_ARTICLE:_
▼▼▼

Including a presumption in the
Act against de novo hearings and against the introduction of
new evidence.
Dissuading (through legislative
and/or other means) the Environment Court from determining
matters of a policy nature and referring more policy matters
back to local authorities for determination.
Encouraging greater use of mediation and other alternative
dispute resolution mechanisms.
Encouraging
greater consistency of practice between the five divisions
of the Court on the matters raised above.
4. Better
Quality Decisions
The Project Team acknowledges that the
proposal to reduce the opportunity for hearing de novo at
the Environment Court and focus on evidence presented at
council hearings brings with it concomitant need for
enhanced processes and procedures at the local authority
level.
The Project Team proposes the following responses
to that added responsibility.
A shift from a
largely adversarial to a more inquisitorial style of
decision-making effected by enhancing practice in the use of
existing powers; and clarification and extension of powers
so the a local authority may use similar inquisitorial
mechanisms to the Environment Court.
A greater
guarantee of consistent decision-maker competency through
adoption of a decision-maker accreditation scheme that
trains and accredits elected decision-makers and independent
commissioners.
Adoption of a hearing committee
structure where a majority of members (including the chair)
must be accredited.
5. Involving
Maori
Uncertainty about how, when, and to what extent to
involve Maori in resource management decision-making
continues to hamper efficient operation of the RMA.
There
is no question that practice by some applicants, iwi and
local authorities could be better and improving practice by
all those involved is essential to achieving greater
efficiency in the future. However, the Act itself lacks
clarity, has clearly confused the Courts, encourages poor
practice and raises expectations unreasonably (especially
amongst Maori). These matters need to be resolved by
legislative amendment in conjunction with capacity building
initiatives.
The Project Team proposes the
following.
Confirm the right of iwi to be
consulted by local authorities on policies and plans. This
obligation to consult stems from section 8 of the
Act.
Mandated iwi authorities, statutory
acknowledgements and ancestral connection orders (via the
Maori Land Court) should be listed in a schedule to the Act.
The First Schedule of the Act should include a
mandated consultation process specifically for iwi
recognised, or who have recognised interests, in schedules
to the Act.
Confirm that iwi should be consulted
on resource consents but only where they are affected
parties.

▲▲▲

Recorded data
▼▼▼

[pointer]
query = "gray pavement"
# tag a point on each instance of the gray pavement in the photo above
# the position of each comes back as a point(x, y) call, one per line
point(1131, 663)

▲▲▲

_CHALLENGE:_
Reproduce the resource management passage from "Dissuading (through legislative" up to and including "dispute resolution mechanisms.", substituting "arbitration" for "mediation". The recorded data bear no relation to the resource management passage.

_OUTPUT:_
Dissuading (through legislative
and/or other means) the Environment Court from determining
matters of a policy nature and referring more policy matters
back to local authorities for determination.
Encouraging greater use of arbitration and other alternative
dispute resolution mechanisms.